> **Work instructions**
Reproduce, word for word, the part of the text below about Jean's visits to Marshalltown that runs from "Jean's third husband" up to and including "in the U.S.".

> **Text under study**
⁂
Contemporary Marshalltown, Iowa. (Fourth Wall Films photo)
There is a huge misconception Jean never returned to Marshalltown once she "hit it big." But in speaking with her family and scouring through newspaper accounts, Jean visited her hometown many times. In fact, it happened so often it's impossible to count.
A majority of visits were private, only reported in the local newspaper after the fact. This was to allow Jean to visit her relatives and friends privately. When news of her pending visits home were made public at the beginning of her career, fans and well-wishers called the Seberg telephone and appeared at their door in droves.
Although Jean and her family were considerate, the attention was too much of a distraction and it took away from her time at home. Future visits were conducted in private, which led people to believe she never returned to Marshalltown.
Following the 1970 burial of her infant daughter at Riverside Cemetery in Marshalltown, Jean returned home only two more times. However, she did return to the United States for gatherings with her sister on the east coast and she entertained her parents in France. Jean had a trip planned to Marshalltown at the time of her death.
Each of Jean's husbands accompanied her (as did her son Diego a majority of the time) to Marshalltown, and each had different opinions about the city. Looking back, François Moreuil regarded it as "provincial" and "prudish" regarding the American mindset in the 1950s; however, he always liked Jean's family and held absolutely no contempt toward them.
In fact, when I first visited him in Paris he asked about them, and although Jean's father had passed away and her mother was suffering from Alzheimer's Disease, he asked me to send his regards to Jean's sister Mary Ann. "They were terribly, terribly nice to me," he said. François returned with Jean to Marshalltown at least twice in addition to their wedding in September 1958.
Jean's second husband Romain Gary flew into Iowa in March 1968 to attend the funeral of Jean's brother David who was killed in an automobile accident (although Moreuil believes Gary had visited Jean there once before). In his book White Dog, he wrote about some residents remarking on a "mixed" marriage that had taken place within a prominent family.
Gary found most Marshalltownians to be "pleasant, friendly and 'un-psychological' (meaning) sufficiently well-balanced, straight-forward and self-assured." As an ultimate compliment, Gary described Iowa being to the U.S. "what a 1924 bottled Chateau-Lafitte is to French wine."
Jean's third husband Dennis Berry, however, was not as complimentary. He visited Marshalltown with Jean twice--in December 1972 and April 1977, with most of Jean's friends dismissing him. Jean's Aunt Velma Odegaard recalled he drove around Marshalltown only to return flabbergasted. Berry remarked about there being "no poor people in this town!" Velma said no one knew what to make of him or his comment because there were and are "poor people" in Marshalltown--and in practically every town in the U.S.
⁂
> **Raw data**
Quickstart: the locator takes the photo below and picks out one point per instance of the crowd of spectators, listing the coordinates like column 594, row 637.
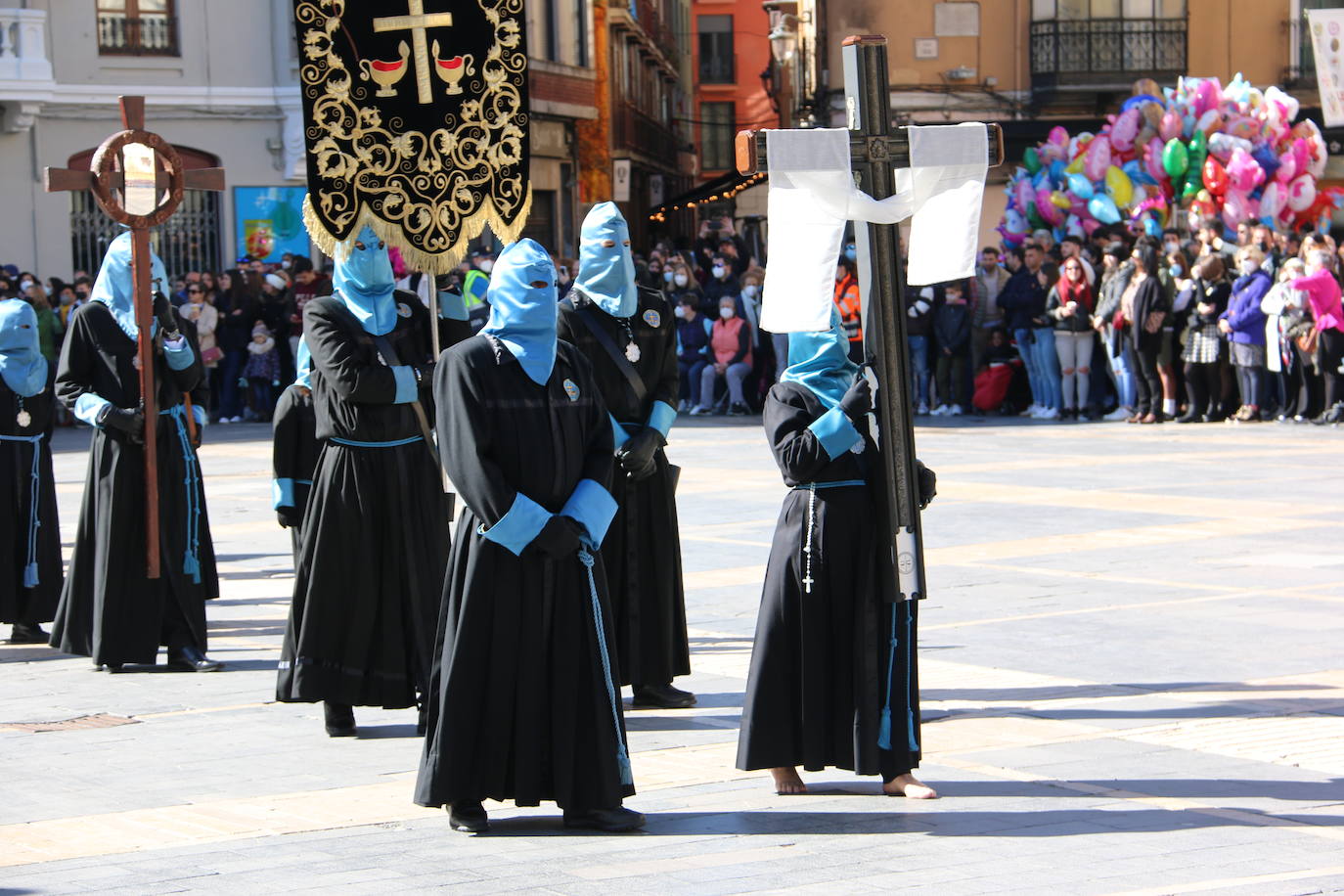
⁂
> **Written solution**
Jean's third husband Dennis Berry, however, was not as complimentary. He visited Marshalltown with Jean twice--in December 1972 and April 1977, with most of Jean's friends dismissing him. Jean's Aunt Velma Odegaard recalled he drove around Marshalltown only to return flabbergasted. Berry remarked about there being "no poor people in this town!" Velma said no one knew what to make of him or his comment because there were and are "poor people" in Marshalltown--and in practically every town in the U.S.